Charles Limb on Music, the Brain and Why We Need to Understand Creativity

Sound Health
The Kennedy Center
Published in
3 min readMay 8, 2017

Neuroscientist Charles Limb will be at the Kennedy Center for Sound Health in Concert on June 2 and a session titled Jazz, Creativity, and the Brain with pianist Vijay Iyer on June 3. He talks some about his research and interest in exploring the science behind creativity below.

For Charles Limb, music — like life itself — is equal parts rational and emotional. Limb in many ways embodies both sides of that coin. Based at the University of California, San Francisco, he is a skull base surgeon, a neuroscientist, composer and a jazz saxophone player.

Music, he said, can be listened to purely for its emotional content, and that would be more than enough to justify its appreciation. But it could also be understood through its mathematics, for its acoustics or the pitch frequencies and the music theory involved in how those pitches are sequenced. If you happen to be a neuroscientist, Limb said, you want to apply that biological framework to understanding and appreciating music, and that leads you to wonder things like “What happened in John Coltrane’s head that allowed him to improvise at such a high level for such a long time?

Charles Limb

“Every experience one has in life can start to be understood through the lens of the brain. You start to realize that these brains that each of us carries around in our heads are amazing structures that enable all of the activities that fill our lives,” Limb said. “And art is just one great example of this activity — it’s a very compelling one, though, because it links the idea of something that can seem at times ephemeral with a source that is very physical.

Limb has spent much of his career trying to understand music through that neural lens. His research has involved using brain imaging technology to watch what happens in a musician’s brain when they hear music, when they improvise, or when they and another musician trade four bar blues.

Results from the latter study showed that when two musicians traded four bar blues as a sort of musical conversation, there was activation in regions of the brain associated with language, syntax and grammar. The study looking at brain activity during improvisation showed decreased activity in the dorsolateral prefrontal cortex, which often acts as a self-censoring part of the brain, and increased activity in the medial prefrontal cortex or “default network,” associated with daydreaming and reflecting on our own emotional state.

* SUPPLIED DATA *
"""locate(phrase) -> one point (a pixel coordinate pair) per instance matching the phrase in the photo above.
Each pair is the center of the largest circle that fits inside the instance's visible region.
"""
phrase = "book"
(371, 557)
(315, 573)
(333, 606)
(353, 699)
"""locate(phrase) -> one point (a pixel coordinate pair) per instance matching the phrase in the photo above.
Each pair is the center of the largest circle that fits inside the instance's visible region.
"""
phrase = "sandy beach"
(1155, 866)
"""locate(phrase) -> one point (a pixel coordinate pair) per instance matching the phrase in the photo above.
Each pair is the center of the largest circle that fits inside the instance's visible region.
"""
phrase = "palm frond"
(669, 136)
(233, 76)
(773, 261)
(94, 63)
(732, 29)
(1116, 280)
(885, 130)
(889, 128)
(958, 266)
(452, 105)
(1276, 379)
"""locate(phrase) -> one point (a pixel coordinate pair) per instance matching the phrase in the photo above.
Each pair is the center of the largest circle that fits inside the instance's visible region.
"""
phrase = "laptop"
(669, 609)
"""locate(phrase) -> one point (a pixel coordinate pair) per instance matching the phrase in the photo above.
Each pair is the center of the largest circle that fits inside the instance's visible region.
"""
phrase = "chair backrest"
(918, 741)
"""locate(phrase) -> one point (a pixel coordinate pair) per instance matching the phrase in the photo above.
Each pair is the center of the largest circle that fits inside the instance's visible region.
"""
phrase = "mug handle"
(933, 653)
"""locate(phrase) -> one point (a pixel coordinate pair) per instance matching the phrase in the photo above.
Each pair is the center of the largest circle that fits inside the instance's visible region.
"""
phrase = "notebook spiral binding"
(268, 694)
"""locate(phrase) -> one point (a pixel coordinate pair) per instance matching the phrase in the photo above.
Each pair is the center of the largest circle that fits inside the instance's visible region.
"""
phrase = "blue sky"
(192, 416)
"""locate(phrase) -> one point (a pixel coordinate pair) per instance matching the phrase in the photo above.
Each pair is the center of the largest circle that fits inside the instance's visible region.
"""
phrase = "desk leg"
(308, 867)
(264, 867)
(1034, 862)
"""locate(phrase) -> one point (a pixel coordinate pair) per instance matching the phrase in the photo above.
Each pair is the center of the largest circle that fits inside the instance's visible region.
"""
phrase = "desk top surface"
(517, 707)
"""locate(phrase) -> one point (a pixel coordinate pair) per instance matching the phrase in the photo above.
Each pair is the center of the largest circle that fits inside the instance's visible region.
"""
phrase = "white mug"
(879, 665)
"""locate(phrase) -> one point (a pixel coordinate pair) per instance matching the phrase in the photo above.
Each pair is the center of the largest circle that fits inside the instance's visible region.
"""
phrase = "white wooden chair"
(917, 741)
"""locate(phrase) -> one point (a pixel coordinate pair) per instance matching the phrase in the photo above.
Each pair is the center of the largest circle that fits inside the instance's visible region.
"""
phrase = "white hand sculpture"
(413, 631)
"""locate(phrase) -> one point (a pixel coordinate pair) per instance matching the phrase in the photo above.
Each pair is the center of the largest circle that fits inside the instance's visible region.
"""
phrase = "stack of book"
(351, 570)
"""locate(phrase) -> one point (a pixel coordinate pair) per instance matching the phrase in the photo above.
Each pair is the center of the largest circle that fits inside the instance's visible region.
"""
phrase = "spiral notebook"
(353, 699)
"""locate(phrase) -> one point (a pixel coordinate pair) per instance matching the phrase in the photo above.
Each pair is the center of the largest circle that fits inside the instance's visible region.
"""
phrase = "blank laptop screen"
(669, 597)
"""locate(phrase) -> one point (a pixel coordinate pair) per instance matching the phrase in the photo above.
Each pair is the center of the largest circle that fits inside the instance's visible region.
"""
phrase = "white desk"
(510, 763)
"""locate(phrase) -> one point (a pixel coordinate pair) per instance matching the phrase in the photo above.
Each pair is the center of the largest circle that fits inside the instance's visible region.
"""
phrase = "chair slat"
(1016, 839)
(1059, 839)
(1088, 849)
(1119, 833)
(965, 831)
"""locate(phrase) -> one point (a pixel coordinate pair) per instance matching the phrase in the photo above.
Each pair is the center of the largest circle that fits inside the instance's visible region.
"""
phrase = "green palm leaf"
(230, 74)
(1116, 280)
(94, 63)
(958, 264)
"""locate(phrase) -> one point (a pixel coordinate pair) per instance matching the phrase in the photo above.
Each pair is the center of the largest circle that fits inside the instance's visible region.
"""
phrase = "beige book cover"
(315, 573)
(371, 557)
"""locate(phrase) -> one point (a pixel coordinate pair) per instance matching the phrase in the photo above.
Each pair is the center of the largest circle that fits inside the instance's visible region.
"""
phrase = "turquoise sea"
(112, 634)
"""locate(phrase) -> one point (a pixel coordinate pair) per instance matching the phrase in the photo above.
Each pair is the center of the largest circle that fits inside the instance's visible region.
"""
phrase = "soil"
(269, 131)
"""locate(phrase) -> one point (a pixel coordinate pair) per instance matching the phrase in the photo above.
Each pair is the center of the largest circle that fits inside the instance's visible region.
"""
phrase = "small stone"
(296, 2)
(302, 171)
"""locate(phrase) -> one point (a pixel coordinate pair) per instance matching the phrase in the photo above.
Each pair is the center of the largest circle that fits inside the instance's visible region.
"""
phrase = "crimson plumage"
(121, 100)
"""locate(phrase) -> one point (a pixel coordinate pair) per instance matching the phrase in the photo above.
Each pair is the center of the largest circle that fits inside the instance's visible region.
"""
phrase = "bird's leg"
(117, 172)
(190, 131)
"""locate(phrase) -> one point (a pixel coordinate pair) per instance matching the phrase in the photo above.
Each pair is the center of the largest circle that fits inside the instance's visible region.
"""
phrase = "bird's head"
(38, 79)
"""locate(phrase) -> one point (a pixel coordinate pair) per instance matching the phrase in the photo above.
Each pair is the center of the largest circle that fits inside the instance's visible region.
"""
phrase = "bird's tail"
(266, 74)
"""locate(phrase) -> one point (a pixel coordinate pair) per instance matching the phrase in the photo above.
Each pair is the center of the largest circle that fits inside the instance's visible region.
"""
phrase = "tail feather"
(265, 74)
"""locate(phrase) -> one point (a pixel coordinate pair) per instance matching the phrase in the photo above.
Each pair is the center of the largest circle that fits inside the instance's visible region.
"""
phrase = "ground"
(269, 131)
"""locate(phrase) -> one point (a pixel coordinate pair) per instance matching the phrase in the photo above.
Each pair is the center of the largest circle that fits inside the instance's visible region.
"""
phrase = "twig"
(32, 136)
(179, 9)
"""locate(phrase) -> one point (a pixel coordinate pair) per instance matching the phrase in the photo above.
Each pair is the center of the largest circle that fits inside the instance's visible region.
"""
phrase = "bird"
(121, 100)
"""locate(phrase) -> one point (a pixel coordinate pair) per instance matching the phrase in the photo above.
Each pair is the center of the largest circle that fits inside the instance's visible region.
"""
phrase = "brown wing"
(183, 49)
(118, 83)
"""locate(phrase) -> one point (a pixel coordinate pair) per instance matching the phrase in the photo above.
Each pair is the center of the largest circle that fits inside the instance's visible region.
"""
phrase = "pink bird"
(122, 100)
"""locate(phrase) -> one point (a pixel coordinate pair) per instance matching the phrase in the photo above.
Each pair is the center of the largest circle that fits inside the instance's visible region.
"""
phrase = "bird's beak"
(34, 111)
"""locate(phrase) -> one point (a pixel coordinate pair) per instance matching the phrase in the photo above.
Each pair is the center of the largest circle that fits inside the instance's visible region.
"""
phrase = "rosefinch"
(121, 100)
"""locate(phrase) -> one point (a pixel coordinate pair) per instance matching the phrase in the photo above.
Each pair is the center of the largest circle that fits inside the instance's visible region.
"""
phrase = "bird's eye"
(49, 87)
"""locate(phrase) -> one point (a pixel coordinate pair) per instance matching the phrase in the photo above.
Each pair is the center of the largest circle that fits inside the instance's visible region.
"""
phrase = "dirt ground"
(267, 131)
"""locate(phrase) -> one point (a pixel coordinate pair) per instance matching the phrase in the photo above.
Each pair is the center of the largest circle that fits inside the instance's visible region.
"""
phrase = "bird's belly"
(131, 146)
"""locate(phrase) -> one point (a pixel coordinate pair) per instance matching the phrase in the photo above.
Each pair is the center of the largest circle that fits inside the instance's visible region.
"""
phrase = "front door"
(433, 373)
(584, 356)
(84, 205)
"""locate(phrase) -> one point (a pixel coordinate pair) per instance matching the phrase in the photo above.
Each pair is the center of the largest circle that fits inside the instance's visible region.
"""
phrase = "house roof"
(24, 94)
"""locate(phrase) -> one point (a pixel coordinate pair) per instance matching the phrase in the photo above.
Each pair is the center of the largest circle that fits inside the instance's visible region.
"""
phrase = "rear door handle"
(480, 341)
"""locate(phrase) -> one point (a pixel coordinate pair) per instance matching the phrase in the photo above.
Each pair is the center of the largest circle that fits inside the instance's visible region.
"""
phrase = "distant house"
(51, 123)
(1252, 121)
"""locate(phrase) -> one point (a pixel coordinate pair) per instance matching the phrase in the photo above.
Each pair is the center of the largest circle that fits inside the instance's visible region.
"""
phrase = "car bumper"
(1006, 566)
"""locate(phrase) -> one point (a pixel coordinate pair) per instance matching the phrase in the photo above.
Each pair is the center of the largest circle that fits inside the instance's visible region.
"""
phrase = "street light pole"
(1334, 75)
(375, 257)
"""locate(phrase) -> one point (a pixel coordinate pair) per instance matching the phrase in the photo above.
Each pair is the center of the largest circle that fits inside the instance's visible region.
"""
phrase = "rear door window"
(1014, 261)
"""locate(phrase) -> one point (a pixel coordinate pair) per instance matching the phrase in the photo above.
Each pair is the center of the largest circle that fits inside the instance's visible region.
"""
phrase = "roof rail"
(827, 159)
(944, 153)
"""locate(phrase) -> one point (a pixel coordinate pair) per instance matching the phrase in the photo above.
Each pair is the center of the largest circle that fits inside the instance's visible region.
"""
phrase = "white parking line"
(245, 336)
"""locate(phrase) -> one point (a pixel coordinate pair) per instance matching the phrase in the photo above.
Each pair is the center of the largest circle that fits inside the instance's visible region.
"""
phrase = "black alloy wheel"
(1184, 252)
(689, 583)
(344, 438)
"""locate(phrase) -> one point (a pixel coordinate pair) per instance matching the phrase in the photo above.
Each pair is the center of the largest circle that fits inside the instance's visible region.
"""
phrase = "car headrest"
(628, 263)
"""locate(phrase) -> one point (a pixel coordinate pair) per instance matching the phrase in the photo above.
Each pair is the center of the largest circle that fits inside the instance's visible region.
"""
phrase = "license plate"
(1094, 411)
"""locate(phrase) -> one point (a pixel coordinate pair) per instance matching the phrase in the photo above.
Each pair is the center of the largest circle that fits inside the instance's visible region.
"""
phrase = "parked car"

* ACTIVITY LIST *
(1) Do these statements agree with the Charles Limb article? Answer yes or no for each, and quote the words of the article that decide it.
(a) Limb is based at the University of California, San Francisco.
(b) Limb plays jazz piano.
(c) During improvisation, activity in the dorsolateral prefrontal cortex increased.
(2) Can you resume the Charles Limb article, writing on from its final sentence about the "default network"?

* RESPONSES IN ORDER *
(1)
(a) Yes: "Based at the University of California, San Francisco"
(b) No: "a jazz saxophone player"
(c) No: "showed decreased activity in the dorsolateral prefrontal cortex"

(2)
This field is very new, and Limb cautions that we have only begun the process to understanding this intersection between music and the brain and that those results — no matter how intriguing — are only scratching the surface of truly comprehending these topics. But for Limb, these are first steps in building a greater understanding of one of the most crucial but least understood brain functions: creativity.

“It’s not much of a stretch to say that creativity may be how we [as a species] have survived and how we will survive,” said Limb. “Yet scientists know very little about how creativity emerged in the brain — in fact surprisingly little.”

Music, he said, is one remarkable form of creativity that allows us to break down the larger scientific question of human creativity into smaller parts. Limb wants to better understand the machinery and neural processes that occur when the brain is acting creatively, both because it is intrinsically important but also because doing so might one day improve our creative abilities.

“If you look at the problems of the 21st century, they’re not going to be solved by memorization of what we learned in the 20th century,” he said. “To me, that is a very compelling argument for why we should understand how it is that the brain comes up with new ideas. If we could describe the circuitry, then we might be able to facilitate that circuitry.”